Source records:

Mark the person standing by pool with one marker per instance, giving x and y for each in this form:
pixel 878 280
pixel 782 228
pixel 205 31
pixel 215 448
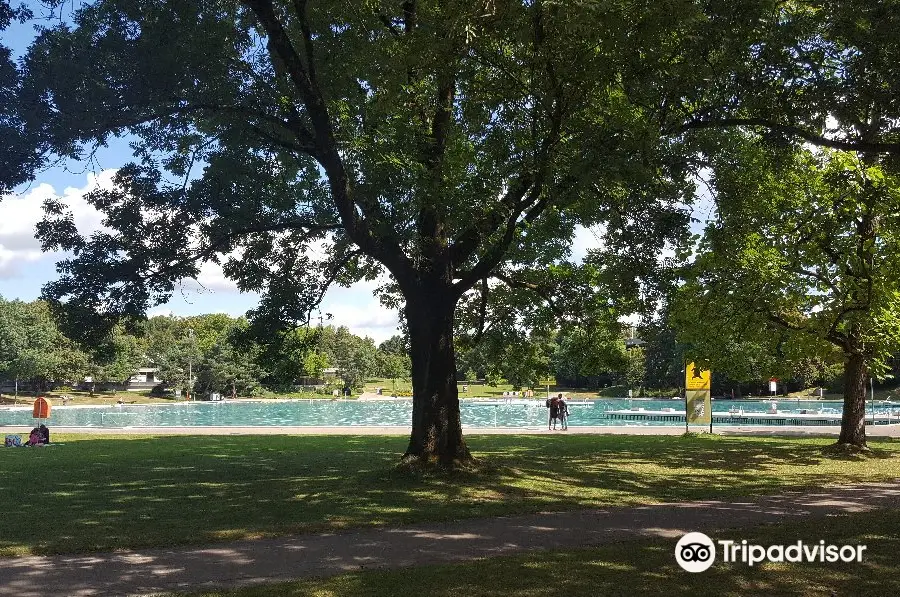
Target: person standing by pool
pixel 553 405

--

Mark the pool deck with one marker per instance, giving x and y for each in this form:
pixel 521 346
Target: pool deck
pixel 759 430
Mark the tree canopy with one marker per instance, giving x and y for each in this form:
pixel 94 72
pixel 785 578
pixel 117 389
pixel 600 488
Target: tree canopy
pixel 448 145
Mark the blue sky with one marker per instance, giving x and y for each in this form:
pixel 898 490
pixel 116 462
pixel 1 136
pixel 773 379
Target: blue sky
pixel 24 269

• WHAT THIS TASK INVOLVES:
Please rewrite the records starting at the line containing "Mark the pool" and ending at the line containing "pixel 24 269", shifting every coordinate in the answers by -84. Keep the requests and their sample points unchanged.

• SOLUTION FOR THIS PROBLEM:
Mark the pool deck with one marker per instance, giving x and y for each in this form:
pixel 521 346
Target: pool deck
pixel 675 346
Mark the tree canopy with one marker per instance, giving x and y for each in this form:
pixel 94 72
pixel 785 578
pixel 117 389
pixel 600 488
Target: tree canopy
pixel 364 61
Mark the blue sky with one marker per instance, giving x and y for each in this form:
pixel 898 490
pixel 116 462
pixel 1 136
pixel 773 379
Target: blue sky
pixel -60 185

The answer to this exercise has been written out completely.